Page excerpt —
>> START

7

I would like to locally attach an NTFS volume to my unix (Ubuntu) machine, and copy (replicate) some unix directories to it, using rsync, in a way that the result is readable under Windows.

I do not care about ownership and permissions. It would be nice if modification dates would be preserved. I only need directories and files (symbolic links would be nice, too; but not a problem if they cannot be copied).

Two obvious problems are: case (in)sensitivity, and characters that are illegal in Windows filenames. For example, in Linux I can have two files "a" and "A"; I can copy them to the NTFS volume, but in Windows I will be able to access (at most?) one of them. But I am happy to ignore that problem. What I am interested about are illegal characters in Windows filenames, which are <,>,:,",/,\,|,?, and * (well, actually also ascii 0-31, but I do not care about that. There might also be problems with files ending in a "."?).

I would like rsync to automatically "rename", e.g., a file called "a:" to, say a(COLON), to end up with a legal name (and, ideally, translate a(COLON) back to a:)

Is this possible to have rsync automatically rename files to avoid characters forbidden in Windows?

  • As far as I understand rsync can use iconv to do such tasks; is there a standard iconv module for windows-filenames? (I briefly looked into programming an own gconv module, but lacking C knowlege this seems too complicated).
  • I have been told that rdiff-backup can do some conversions like that, but the homepage just mentions something being done "automatically", and I am not sure whether a locally mounted NTFS vomlume would trigger a renaming in a reliable way?
  • I am aware that there is fuse-posixovl, but this seems an overkill for my purpose, and also it doesn't seem to be well documented (which characters will be translated in which way? Will all filenames be truncated to 8.3 or whatever? Can I avoid the additional files carrying owner/permission information, which I will not need, etc etc.)

>> END

Material supplied —

>> START

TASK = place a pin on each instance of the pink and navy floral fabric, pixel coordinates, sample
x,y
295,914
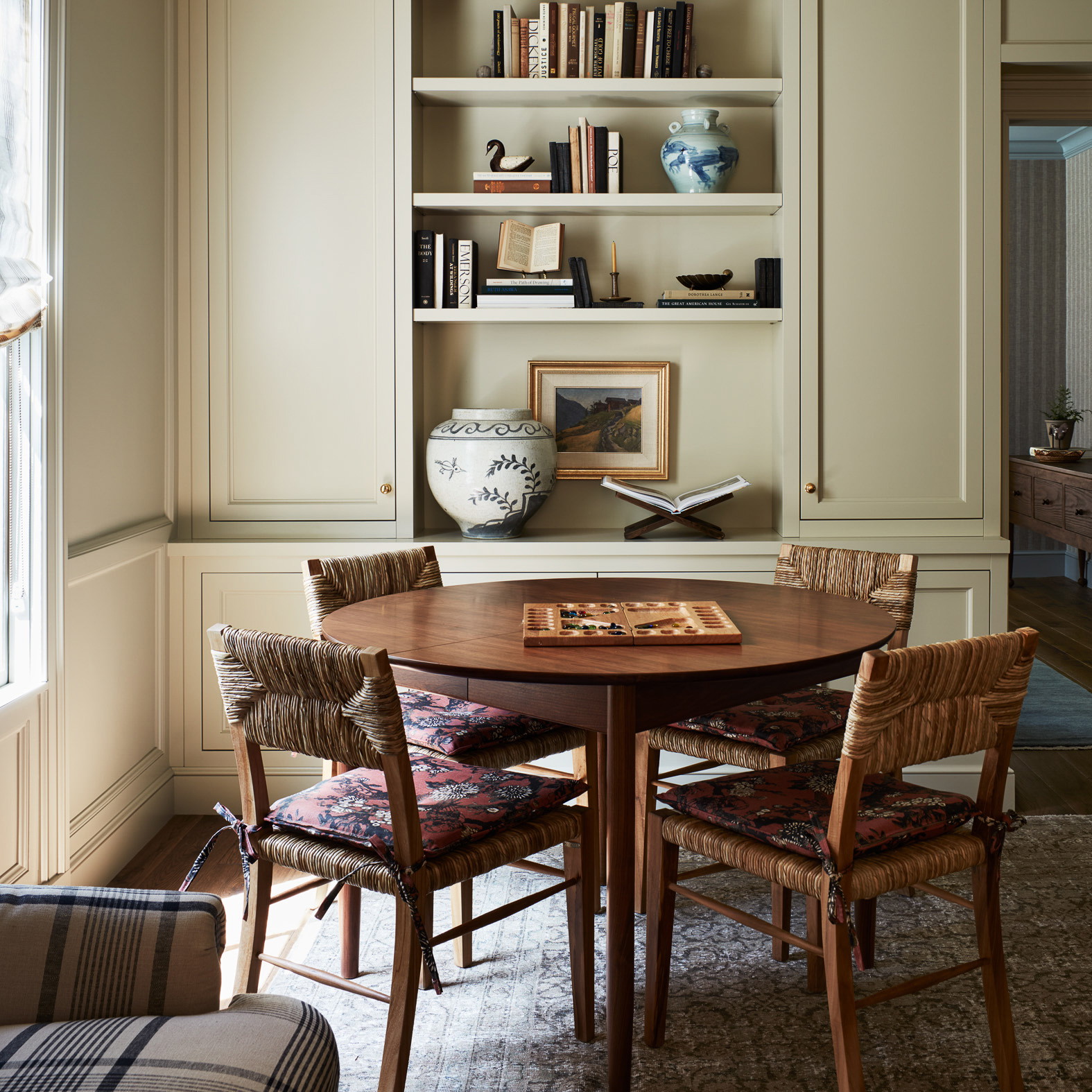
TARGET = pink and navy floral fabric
x,y
458,804
452,725
790,807
778,723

>> END

Prompt A — In the question about copying to NTFS with rsync, what name does the poster suggest a file called "a:" could be given?
Prompt B — In the question about copying to NTFS with rsync, why does the poster hesitate to use fuse-posixovl?
Prompt C — Write what follows next in the question about copying Ubuntu directories to NTFS with rsync.

Final answer A — a(COLON)

Final answer B — The poster thinks fuse-posixovl is overkill for this purpose and that it is poorly documented. It is unclear which characters it translates and how, whether it truncates filenames to 8.3, and whether the extra files holding owner and permission information can be avoided.

Final answer C —
  • I am aware that I could avoid all these problems by using, e.g., a tar file; but this is not what I want. (In particular, I would like in Windows to further replicate from the NTFS volume to another backup partition, copying only the changed files)
  • I am aware of the "windows_names" option when mounting NTFS; but this will prevent creating offending files, not rename them.

Update: As it seems my question was not quite clear, let me give a more explicit example: For example, WINDOWS-1251 is of no use for me. iconv -f utf-8 -t WINDOWS-1251//TRANSLIT transforms

123 abc ABC äö &:<!|

into

123 abc ABC ao &:<!|

I would need a codepage, windows-filenams, say (which does not exist), that transforms the string into something like

123 abc ABC äö &(COLON)(LT)!(PIPE)

Update 2: I now gave up and renamed the offending files ``by hand'' (i.e., by script). From now on, every time before running rsync, I run a script that checks whether offending filenames exist (but does not automatically deal rename anything); I just use

# find stuff containing forbidden chars
find $MYDIR -regex '.*/[^/]*[<>:*"\\|?][^/]*'
# find stuff containing dot as last character (supposedly bad for windows)
find $MYDIR -regex '.*\.'
# find stuff that is identical case insensitive
find $MYDIR -print0 | sort -z | uniq -diz | tr '\0' '\n'

(the last line is from case-insensitive search of duplicate file-names )

Jakob
  • 171
  • Thank you for the convmvfs suggestion.

    But it seems that it uses iconv as well; i.e., it does "universally" (for the whole mount) what rsync can do for the specific rsync operation. Unfortunately I am not aware of an iconv charset that consists of unicode minus the forbidden windows characters (otherwise I could just use this iconv charset in rsync directly, I assume)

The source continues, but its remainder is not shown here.